TEXT BLOCK »
____

> ## Documentation Index
> Fetch the complete documentation index at: https://ai.wmx.dev/llms.txt
> Use this file to discover all available pages before exploring further.

# ADR-0002: Kueue for GPU quota and admission

**Status:** Accepted
**Date:** 2026-06-15

## Context

GPUs are the scarce resource: this cluster runs **one** GPU at a time
(`GPUS_ALL_REGIONS = 1`). Multiple workloads (and, conceptually, multiple teams) will want it.
We need to ration it fairly: admit work when capacity is free, **queue** it when not, and let
urgent work preempt best-effort work, without each submitter busy-waiting or the scheduler
thrashing.

This is an **admission/queueing** problem, not an autoscaling one. It must not be confused with:

* **HPA / KEDA**: scale replicas of a service on load.
* **Cluster Autoscaler / Karpenter**: add/remove nodes.
* **Gateway API Inference Extension**: route a request to the best replica.

Admission decides *whether a job may start at all, given a quota*; the autoscalers then react to
the pods it admits. Core Kubernetes alone can cap and prioritise but cannot queue.

## Options

1. **Plain `ResourceQuota` + `PriorityClass` + scheduler preemption.** Hard per-namespace caps
   and priority preemption with zero add-ons. But over-quota pods are **rejected, not queued**;
   there is no borrowing, no fair-sharing, no cohort, no "wait your turn." Operationally weak for
   contended GPUs.
2. **Volcano.** A *replacement* batch scheduler (ex `kube-batch`) with strong **gang
   scheduling**: all-or-nothing placement for multi-node distributed training/HPC. Powerful, but
   it supplants the default scheduler and is heavier than this single-GPU, single-node need.
3. **Kueue.** A quota/admission layer that sits **on top of** the default scheduler: it suspends
   an opted-in Job until its ClusterQueue has free quota, then un-suspends it. Provides nominal
   quota, borrowing within a **cohort**, fair-sharing, **preemption**, and **flavor fungibility**.
   A `kubernetes-sigs` project; integrates with Job, JobSet, Kubeflow, Ray.

(Also surveyed: **YuniKorn** (hierarchical queues, strongest for Spark/data) and **Run:ai**
(commercial/NVIDIA, fractional-GPU). Neither fits a small self-hosted OSS GPU platform better than
Kueue here.)

## Decision

Use **Kueue** (`v0.18.1`, OCI Helm chart) for GPU quota and admission.

____

EXCERPTED DATA »
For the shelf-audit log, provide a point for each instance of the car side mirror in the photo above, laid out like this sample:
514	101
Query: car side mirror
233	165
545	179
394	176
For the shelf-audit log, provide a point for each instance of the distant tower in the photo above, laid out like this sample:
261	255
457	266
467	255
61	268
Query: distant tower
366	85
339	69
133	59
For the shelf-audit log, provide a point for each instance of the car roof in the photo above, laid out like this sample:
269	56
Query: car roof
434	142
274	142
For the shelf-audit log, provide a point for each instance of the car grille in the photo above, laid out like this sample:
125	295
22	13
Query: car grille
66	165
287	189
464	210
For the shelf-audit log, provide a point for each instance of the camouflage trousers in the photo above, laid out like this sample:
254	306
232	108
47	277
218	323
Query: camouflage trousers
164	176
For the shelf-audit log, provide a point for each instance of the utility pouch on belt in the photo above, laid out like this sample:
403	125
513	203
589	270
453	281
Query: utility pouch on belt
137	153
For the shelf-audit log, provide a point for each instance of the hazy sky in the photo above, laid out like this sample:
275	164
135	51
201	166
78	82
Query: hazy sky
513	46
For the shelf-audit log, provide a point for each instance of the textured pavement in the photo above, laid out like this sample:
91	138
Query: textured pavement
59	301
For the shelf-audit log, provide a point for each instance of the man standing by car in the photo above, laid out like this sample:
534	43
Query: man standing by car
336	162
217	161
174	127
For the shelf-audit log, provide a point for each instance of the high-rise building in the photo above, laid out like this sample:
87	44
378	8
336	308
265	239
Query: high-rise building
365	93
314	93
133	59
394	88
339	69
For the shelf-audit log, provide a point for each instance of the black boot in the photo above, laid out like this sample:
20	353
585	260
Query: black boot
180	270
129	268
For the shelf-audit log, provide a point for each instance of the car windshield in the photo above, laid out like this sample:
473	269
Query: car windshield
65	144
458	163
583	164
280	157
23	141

____

APPLY WHAT YOU READ »
a) Answer these questions using the Kueue decision record above:
(i) What value is `GPUS_ALL_REGIONS` set to for this cluster?
(ii) Under the plain `ResourceQuota` + `PriorityClass` option, what happens to over-quota pods?
(iii) Which version of Kueue does the decision specify?
b) From the Kueue decision record above, return the passage that begins at the words "2. **Volcano.** A" and stops after "single-GPU, single-node need.", copied word for word.

ACTIVITY ANSWERS »
a)
(i) 1
(ii) They are rejected, not queued.
(iii) `v0.18.1`, installed from an OCI Helm chart

b)
2. **Volcano.** A *replacement* batch scheduler (ex `kube-batch`) with strong **gang
   scheduling**: all-or-nothing placement for multi-node distributed training/HPC. Powerful, but
   it supplants the default scheduler and is heavier than this single-GPU, single-node need.